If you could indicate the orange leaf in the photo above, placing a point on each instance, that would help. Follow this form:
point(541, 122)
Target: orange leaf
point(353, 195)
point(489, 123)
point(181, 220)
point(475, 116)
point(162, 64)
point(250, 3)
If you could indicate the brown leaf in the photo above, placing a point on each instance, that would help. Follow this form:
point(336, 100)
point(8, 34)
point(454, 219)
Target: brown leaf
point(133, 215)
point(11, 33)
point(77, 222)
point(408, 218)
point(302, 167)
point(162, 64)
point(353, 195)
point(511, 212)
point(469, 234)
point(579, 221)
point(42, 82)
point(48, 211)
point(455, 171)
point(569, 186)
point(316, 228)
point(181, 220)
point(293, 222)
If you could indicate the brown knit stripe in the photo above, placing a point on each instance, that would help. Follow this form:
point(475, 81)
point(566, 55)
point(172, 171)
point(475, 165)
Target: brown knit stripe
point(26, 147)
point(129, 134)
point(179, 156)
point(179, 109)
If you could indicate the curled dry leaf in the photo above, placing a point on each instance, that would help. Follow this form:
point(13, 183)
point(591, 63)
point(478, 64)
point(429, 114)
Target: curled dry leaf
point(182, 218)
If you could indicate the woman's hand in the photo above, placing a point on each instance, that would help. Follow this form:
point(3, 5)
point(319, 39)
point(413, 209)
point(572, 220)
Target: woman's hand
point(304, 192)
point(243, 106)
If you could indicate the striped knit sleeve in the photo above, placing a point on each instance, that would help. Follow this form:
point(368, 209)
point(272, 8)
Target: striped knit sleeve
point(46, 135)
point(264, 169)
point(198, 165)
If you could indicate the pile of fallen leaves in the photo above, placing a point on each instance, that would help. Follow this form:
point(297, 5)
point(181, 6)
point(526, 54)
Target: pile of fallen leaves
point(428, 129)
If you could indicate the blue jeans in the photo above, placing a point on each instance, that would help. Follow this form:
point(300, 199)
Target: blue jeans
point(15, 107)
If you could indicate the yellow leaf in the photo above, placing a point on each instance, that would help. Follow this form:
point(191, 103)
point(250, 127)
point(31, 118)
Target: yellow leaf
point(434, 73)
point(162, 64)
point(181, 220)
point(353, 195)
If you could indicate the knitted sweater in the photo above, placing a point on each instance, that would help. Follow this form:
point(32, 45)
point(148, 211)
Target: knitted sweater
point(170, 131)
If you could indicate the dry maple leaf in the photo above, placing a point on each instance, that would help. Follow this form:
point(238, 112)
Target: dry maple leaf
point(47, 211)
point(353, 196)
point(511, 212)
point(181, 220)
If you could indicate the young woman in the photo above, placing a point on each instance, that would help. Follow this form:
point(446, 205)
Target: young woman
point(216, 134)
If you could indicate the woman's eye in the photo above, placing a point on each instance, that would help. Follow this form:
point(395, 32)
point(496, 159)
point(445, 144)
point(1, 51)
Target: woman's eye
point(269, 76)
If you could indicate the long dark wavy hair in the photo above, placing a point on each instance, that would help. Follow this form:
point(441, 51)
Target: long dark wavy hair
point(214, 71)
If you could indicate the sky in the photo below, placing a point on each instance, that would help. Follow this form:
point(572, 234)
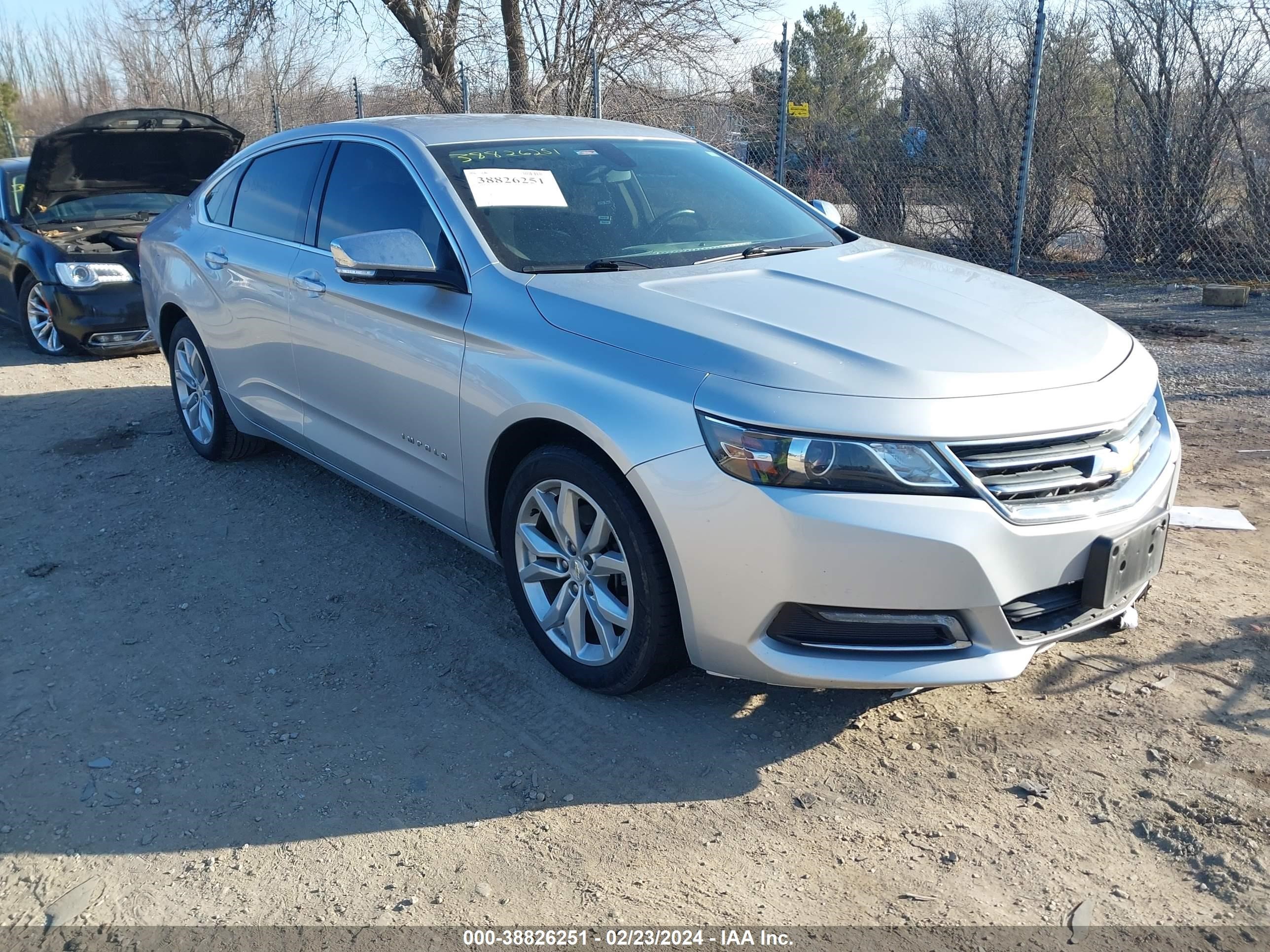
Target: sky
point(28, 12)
============================================================
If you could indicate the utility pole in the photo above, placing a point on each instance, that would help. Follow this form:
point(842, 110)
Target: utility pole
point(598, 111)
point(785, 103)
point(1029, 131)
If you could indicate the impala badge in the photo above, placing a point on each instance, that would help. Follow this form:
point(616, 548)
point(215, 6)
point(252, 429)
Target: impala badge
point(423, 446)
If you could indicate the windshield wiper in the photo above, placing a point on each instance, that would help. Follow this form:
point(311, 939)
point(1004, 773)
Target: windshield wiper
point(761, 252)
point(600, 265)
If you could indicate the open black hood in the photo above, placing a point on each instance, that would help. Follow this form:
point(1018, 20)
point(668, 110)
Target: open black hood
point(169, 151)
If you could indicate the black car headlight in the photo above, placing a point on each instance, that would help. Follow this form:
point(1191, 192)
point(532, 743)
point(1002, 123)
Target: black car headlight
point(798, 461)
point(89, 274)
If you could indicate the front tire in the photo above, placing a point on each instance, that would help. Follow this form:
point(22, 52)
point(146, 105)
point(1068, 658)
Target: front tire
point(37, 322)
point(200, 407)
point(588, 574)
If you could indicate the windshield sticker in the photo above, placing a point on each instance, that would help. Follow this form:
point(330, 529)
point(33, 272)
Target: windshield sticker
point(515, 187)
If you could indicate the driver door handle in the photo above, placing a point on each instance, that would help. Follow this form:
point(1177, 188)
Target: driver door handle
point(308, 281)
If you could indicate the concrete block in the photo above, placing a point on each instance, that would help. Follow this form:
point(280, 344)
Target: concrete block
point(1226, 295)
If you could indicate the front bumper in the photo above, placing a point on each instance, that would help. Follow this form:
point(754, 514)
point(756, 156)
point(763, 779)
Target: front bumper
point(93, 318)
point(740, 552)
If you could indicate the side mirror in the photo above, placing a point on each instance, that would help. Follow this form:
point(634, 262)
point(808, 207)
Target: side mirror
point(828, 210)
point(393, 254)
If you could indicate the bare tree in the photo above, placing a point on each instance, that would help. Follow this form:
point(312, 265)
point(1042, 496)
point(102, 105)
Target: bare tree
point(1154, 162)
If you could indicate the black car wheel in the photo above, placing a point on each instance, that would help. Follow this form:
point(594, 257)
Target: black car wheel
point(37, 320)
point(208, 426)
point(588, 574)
============================================================
THE REQUEST: Copy the part of the data that opens with the line containing "If you could indicate the orange" and closes with the line containing "point(250, 3)", both of those lines included.

RESPONSE FOR THIS EXERCISE:
If you could indicate the orange leaf in the photo above, placing a point on each instance, that would help. Follow this form:
point(541, 122)
Target: orange leaf
point(353, 195)
point(489, 123)
point(181, 220)
point(475, 116)
point(162, 64)
point(250, 3)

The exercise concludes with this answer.